Written request:
Recast every item below as a numbered list, omitting blank lines.

[Records from a dataset]
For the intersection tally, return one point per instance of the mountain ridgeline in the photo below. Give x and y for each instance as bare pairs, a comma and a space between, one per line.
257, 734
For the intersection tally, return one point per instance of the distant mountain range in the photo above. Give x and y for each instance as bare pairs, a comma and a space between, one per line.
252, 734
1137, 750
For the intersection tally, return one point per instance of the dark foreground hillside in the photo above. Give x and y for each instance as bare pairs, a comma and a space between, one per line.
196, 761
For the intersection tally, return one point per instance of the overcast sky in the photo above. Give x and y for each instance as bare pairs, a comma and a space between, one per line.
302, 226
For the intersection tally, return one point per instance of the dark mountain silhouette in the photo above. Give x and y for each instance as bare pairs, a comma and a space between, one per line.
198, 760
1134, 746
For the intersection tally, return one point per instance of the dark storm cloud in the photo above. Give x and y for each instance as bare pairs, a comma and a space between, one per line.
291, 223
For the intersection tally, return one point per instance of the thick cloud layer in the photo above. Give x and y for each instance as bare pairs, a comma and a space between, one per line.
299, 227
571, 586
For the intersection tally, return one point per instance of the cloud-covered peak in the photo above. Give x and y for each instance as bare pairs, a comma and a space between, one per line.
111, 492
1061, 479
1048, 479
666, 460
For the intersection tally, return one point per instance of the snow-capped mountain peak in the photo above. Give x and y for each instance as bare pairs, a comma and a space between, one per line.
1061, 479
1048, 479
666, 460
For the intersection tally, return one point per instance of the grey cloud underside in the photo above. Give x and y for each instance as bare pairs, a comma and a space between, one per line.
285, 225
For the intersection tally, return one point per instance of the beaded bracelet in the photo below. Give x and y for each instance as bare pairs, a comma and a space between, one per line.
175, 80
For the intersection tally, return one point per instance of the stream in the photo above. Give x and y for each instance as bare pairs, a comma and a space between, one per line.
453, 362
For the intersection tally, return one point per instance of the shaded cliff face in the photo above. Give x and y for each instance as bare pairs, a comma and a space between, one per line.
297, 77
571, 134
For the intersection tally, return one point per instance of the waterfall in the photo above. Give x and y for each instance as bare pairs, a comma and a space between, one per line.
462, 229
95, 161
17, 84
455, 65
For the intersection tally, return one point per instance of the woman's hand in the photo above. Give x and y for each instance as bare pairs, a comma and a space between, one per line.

Solution to this problem:
1. For the intersection tally, return one point per instance of the mountain ridgeline in the photo below. Give x and y for each instance as bare pairs, a comma and a space between, one per line.
2. 257, 734
3. For the intersection tally, return one point per instance of the distant mountain range in the photo above. Give x and y for each instance as bare pairs, a comma and a space between, one per line.
4. 252, 734
5. 1137, 750
6. For the intersection tally, return one point per instance of the dark foreground hillside in the photo above. Give x and y for each instance as bare pairs, a comma and a space between, one per line.
7. 196, 761
8. For the intersection tally, return one point per instance of the overcast sky in the photo above. Give x and y for each instance as bare pairs, a comma and a space between, one per line.
9. 302, 226
10. For the intersection tally, return one point per instance of the dark mountain silhouette in the photo above. Give x and y for each instance as bare pairs, a comma and a space between, one per line.
11. 198, 760
12. 1134, 746
13. For the intersection tally, return one point per instance of the dark storm cloud in the photo above. Give x and y for each instance as bare pairs, a comma and a space between, one per line.
14. 291, 223
15. For the intersection tally, return one point per instance of the thick cloud layer in the photo above. Give x and y for each instance as bare pairs, a comma and a space between, one per line.
16. 299, 227
17. 571, 586
18. For the intersection tally, return one point per instance of the cloud-covered peak in the photo above. Give x and y for each instance as bare pairs, a comma and a space between, one per line.
19. 111, 492
20. 1061, 479
21. 1048, 479
22. 666, 460
23. For the intersection tally, return one point per instance of the snow-capped mountain peak in the photo above. Give x and y for each instance as bare pairs, a comma and a space between, one per line.
24. 1061, 479
25. 1048, 479
26. 666, 460
27. For the intersection tally, return one point per instance of the grey cloud underside in the photo above. Give x and y for each instance as bare pairs, a comma and a space between, one per line.
28. 285, 225
29. For the intersection tally, return one point per instance of the beaded bracelet in the photo below. Give x and y for each instance as bare pairs, a comma and a space between, one per line.
30. 175, 80
31. For the intersection tally, return one point per instance of the stream in the photo above. Give x and y for each instance as bare pairs, a comma and a space between, one per line.
32. 453, 362
33. For the intersection tally, return one point per instance of the shaded cliff face in the photo above. Give x and y for each instance as bare pairs, a comma and a space between, one per line.
34. 297, 77
35. 571, 134
36. For the intersection tally, return one point per instance of the waterfall in the photo above. Give x and y for each instance as bare pairs, a comma and a space between, one per line.
37. 462, 229
38. 95, 161
39. 17, 84
40. 455, 65
41. For the intersection tally, return one point per instance of the woman's hand in the photo above. Give x and y for each instance as bare pairs, a comma and a space between, one per line.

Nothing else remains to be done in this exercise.